_QUESTIONS ON THE MATERIAL_
**a)** In the blog post, what date is given as the last time the writer blogged?
**b)** Translate the sentence "This blog was born of a sleepless night." from the blog post into Spanish.

_TEXT EXCERPT_
————————
This blog was born of a sleepless night.
I've found myself a man
with an itch. It's the kind of itch that I know from experience can
lead to a spasm and thus to an upheaval. I'm too old for very many
upheavals. That's a difficult realisation to come to; but it's inexorably true. I'm 31, I've been a college professor for 5 years and hope to be tenured in one more, I'm in escrow, I'm a family man, I'm in the process of acquiring a mortgage,
I've got bills to pay and a job with which to pay them. In short, I
guess, despite how it pains my inner-child, I am an adult; and adults
can't be going around having upheavals.
Nevertheless, the itch abides,
and like the Borg, it can't be reasoned with.
During the aforementioned sleepless night, brought on by a grumpy
baby who soon enough fell back asleep and left this parent sleepless and
jealous, I did what any academic would do, I tried to generalise the source of this itch. In short, I think the problem is, I've got things to say, and experiences to process and assimilate (see how I turned the Borg metaphor there? eh? eh?, ... ok).
So, what to do? Start a blog of course!
"What is this, an homage to the year 2000?", inner voice of doubt asks.
(God, I hate that guy. Of course that guy is me so.... No, no no, let's
plumb the depths of existential crisis later). Of course he (I), have a point. I haven't blogged since, well, I can tell you exactly I suppose... September 16, 2005, and not in earnest since August 29, 2003. I was a wide-eyed geeky computer science student finishing up my undergraduate career, unsure what path to take next. Now I'm a slightly narrower-eyed (is that the opposite thing?) geeky professor with a doctorate in computer science... so, it's been a while.
No, it's not an homage or even a way to try and regain previous glory that never was. Instead, this is a modern day
attempt to live the examined life; and though it may be passe, and I'm
not sure if anyone can be expected to care, I've decided to do the
modern (and scary and vain) thing and live that examination in this shared and public medium.
If Morgan Spurlock knows anything, it is that it takes 30 days to
really get into something, to really affect a change of habit. I don't
know if Mr. Spurlock is on to something or not, but I'm willing to
accept this bit of colloquial wisdom and set out on just such a Herculean
(too much?) 30 day task.
Namely, I want to blog. Here's the challenge I have levelled against myself. Make one post of something about anything I want in my life. It sounds easy; it won't be.
Here's a sneak peak of some topics I'll likely be covering: sleep apnea, living in rural appalachia, the pursuit of tenure, the pursuit of recognition, making computer science education accessible, and the like and anything else I might think to fill 30 days worth of blogs.
A quick word about how I've decided to publish to the web. Basically, I'm able to tell you the last time I blogged because I've always used Blogger before. The use of blogger has always been a matter of expediency. It is this time too. So, why am I embarrassed to still be using it?
————————
Point localization data

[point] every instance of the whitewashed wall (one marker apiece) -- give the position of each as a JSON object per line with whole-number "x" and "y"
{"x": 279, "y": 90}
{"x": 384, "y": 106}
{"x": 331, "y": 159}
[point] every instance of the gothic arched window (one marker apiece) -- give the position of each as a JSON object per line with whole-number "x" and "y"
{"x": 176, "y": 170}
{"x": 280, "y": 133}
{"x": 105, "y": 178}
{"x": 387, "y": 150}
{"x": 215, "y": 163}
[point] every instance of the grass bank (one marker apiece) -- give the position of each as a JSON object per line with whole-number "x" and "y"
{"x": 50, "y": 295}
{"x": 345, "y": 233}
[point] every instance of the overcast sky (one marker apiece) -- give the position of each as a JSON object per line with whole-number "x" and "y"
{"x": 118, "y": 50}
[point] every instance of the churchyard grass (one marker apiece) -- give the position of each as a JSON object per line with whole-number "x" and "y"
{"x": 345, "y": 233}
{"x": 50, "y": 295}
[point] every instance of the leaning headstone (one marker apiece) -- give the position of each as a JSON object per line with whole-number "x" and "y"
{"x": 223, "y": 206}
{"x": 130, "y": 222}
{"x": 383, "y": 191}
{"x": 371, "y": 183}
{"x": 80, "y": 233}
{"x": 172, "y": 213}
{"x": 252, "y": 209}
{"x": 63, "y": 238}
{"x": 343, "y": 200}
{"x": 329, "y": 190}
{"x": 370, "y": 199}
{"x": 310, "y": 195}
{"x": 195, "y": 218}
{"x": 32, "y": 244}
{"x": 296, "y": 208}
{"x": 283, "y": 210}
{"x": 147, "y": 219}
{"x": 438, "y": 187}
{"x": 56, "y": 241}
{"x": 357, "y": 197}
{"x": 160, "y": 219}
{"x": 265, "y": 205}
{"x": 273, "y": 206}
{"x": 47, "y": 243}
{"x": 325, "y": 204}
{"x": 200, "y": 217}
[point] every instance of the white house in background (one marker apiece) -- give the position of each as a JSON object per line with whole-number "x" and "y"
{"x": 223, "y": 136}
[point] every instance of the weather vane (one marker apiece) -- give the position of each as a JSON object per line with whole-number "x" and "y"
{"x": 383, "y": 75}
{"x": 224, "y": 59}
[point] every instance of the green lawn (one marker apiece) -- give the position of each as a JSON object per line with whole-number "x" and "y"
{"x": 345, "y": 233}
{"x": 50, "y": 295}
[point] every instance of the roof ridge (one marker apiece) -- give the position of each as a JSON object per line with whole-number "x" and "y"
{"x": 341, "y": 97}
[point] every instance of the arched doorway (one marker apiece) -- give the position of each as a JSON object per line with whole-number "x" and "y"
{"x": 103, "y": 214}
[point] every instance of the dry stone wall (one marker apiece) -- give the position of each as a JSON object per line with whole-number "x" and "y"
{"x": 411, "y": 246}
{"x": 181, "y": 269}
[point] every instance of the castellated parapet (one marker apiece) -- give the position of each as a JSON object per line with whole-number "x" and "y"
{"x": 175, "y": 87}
————————
_ANSWERS PER TASK_
**a)** September 16, 2005.

**b)** Este blog nació de una noche sin dormir.